## Stated goal
Rewrite the entries below as a Markdown table with the columns "Row" and "Entry", one numbered row per line and no rows for blank lines. Leave the pictures out.

## Source data
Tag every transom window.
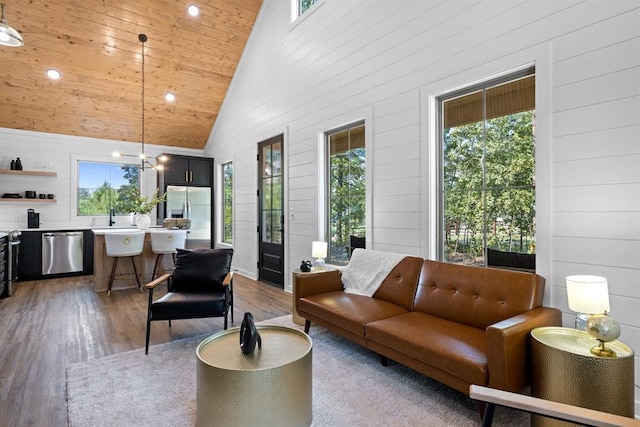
[439,69,536,267]
[78,161,140,216]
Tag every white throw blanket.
[342,249,407,297]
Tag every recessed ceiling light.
[47,68,62,80]
[187,4,200,16]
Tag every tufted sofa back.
[373,256,423,310]
[413,260,545,329]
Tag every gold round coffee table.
[196,325,313,427]
[531,326,634,427]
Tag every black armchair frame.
[145,271,233,354]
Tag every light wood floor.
[0,275,291,427]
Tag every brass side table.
[196,325,313,427]
[531,327,634,427]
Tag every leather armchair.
[145,249,233,354]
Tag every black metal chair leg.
[107,257,118,296]
[482,403,496,427]
[144,288,153,354]
[151,254,164,280]
[131,256,142,293]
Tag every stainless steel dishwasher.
[42,231,83,275]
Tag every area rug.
[66,316,530,427]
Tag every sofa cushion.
[365,312,488,385]
[413,260,545,329]
[373,256,424,310]
[299,291,407,338]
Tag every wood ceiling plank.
[0,0,262,148]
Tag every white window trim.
[291,0,324,29]
[316,107,374,260]
[420,44,557,306]
[69,154,151,222]
[215,156,236,248]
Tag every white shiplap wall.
[0,128,202,230]
[205,0,640,414]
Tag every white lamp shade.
[311,242,327,259]
[566,276,609,314]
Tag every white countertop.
[92,225,165,236]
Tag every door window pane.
[222,162,233,244]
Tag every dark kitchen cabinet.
[18,231,42,281]
[158,154,213,188]
[18,230,93,281]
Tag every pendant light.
[113,34,166,171]
[0,3,24,47]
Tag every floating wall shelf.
[0,169,58,176]
[0,197,58,203]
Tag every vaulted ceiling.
[0,0,262,149]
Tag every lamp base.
[311,258,327,271]
[575,313,590,331]
[591,340,618,357]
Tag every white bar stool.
[104,231,145,296]
[149,230,187,280]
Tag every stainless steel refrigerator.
[165,185,213,249]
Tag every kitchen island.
[93,227,173,292]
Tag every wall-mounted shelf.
[0,169,58,176]
[0,197,58,203]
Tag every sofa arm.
[486,307,562,392]
[293,270,342,310]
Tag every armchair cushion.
[152,289,226,320]
[169,249,233,292]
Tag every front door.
[258,135,284,288]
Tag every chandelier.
[113,34,167,171]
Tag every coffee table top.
[196,325,313,371]
[531,326,634,358]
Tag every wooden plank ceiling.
[0,0,262,149]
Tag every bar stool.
[104,231,145,296]
[150,230,187,280]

## Task result
| Row | Entry |
|---|---|
| 1 | Tag every transom window. |
| 2 | [439,69,536,267] |
| 3 | [78,161,140,216] |
| 4 | Tag every white throw blanket. |
| 5 | [342,249,407,297] |
| 6 | Tag every recessed ceiling light. |
| 7 | [47,68,62,80] |
| 8 | [187,4,200,16] |
| 9 | Tag every tufted sofa back. |
| 10 | [373,256,423,310] |
| 11 | [413,260,545,329] |
| 12 | Tag every gold round coffee table. |
| 13 | [196,325,313,427] |
| 14 | [531,326,634,427] |
| 15 | Tag every black armchair frame. |
| 16 | [145,271,233,354] |
| 17 | Tag every light wood floor. |
| 18 | [0,275,291,427] |
| 19 | Tag every brass side table. |
| 20 | [196,325,313,427] |
| 21 | [531,327,634,427] |
| 22 | Tag every leather armchair. |
| 23 | [145,249,233,354] |
| 24 | Tag every black metal chair leg. |
| 25 | [107,257,118,296] |
| 26 | [482,403,496,427] |
| 27 | [144,288,153,354] |
| 28 | [151,254,164,280] |
| 29 | [131,256,142,293] |
| 30 | Tag every stainless steel dishwasher. |
| 31 | [42,231,83,275] |
| 32 | Tag every area rug. |
| 33 | [66,316,530,427] |
| 34 | Tag every sofa cushion. |
| 35 | [365,312,488,385] |
| 36 | [413,260,545,329] |
| 37 | [373,256,424,310] |
| 38 | [299,291,407,338] |
| 39 | Tag every wood ceiling plank. |
| 40 | [0,0,262,148] |
| 41 | Tag every white window trim. |
| 42 | [291,0,324,29] |
| 43 | [316,107,374,260] |
| 44 | [420,44,557,306] |
| 45 | [69,154,151,222] |
| 46 | [215,156,236,248] |
| 47 | Tag every white shiplap wall. |
| 48 | [0,128,202,230] |
| 49 | [205,0,640,414] |
| 50 | Tag every white lamp shade. |
| 51 | [311,242,327,259] |
| 52 | [566,276,609,314] |
| 53 | Tag every white countertop. |
| 54 | [92,225,165,236] |
| 55 | Tag every door window pane. |
| 56 | [222,162,233,244] |
| 57 | Tag every dark kitchen cabinet. |
| 58 | [18,231,42,281] |
| 59 | [158,154,213,188] |
| 60 | [18,230,93,281] |
| 61 | Tag every pendant light. |
| 62 | [113,34,166,171] |
| 63 | [0,3,24,47] |
| 64 | Tag every floating wall shelf. |
| 65 | [0,169,58,176] |
| 66 | [0,197,58,203] |
| 67 | Tag every vaulted ceiling. |
| 68 | [0,0,262,149] |
| 69 | Tag every lamp base. |
| 70 | [311,258,327,271] |
| 71 | [575,313,590,331] |
| 72 | [591,340,618,357] |
| 73 | Tag every white bar stool. |
| 74 | [104,231,145,296] |
| 75 | [149,230,187,280] |
| 76 | Tag every stainless steel refrigerator. |
| 77 | [165,185,213,249] |
| 78 | Tag every kitchen island. |
| 79 | [93,227,173,292] |
| 80 | Tag every wall-mounted shelf. |
| 81 | [0,169,58,176] |
| 82 | [0,197,58,203] |
| 83 | Tag every sofa arm. |
| 84 | [486,307,562,392] |
| 85 | [293,270,342,310] |
| 86 | Tag every armchair cushion. |
| 87 | [152,289,226,320] |
| 88 | [169,249,233,292] |
| 89 | Tag every front door. |
| 90 | [258,135,284,288] |
| 91 | Tag every chandelier. |
| 92 | [113,34,167,171] |
| 93 | Tag every coffee table top. |
| 94 | [196,325,313,371] |
| 95 | [531,326,634,358] |
| 96 | Tag every wooden plank ceiling. |
| 97 | [0,0,262,149] |
| 98 | Tag every bar stool. |
| 99 | [104,231,145,296] |
| 100 | [150,230,187,280] |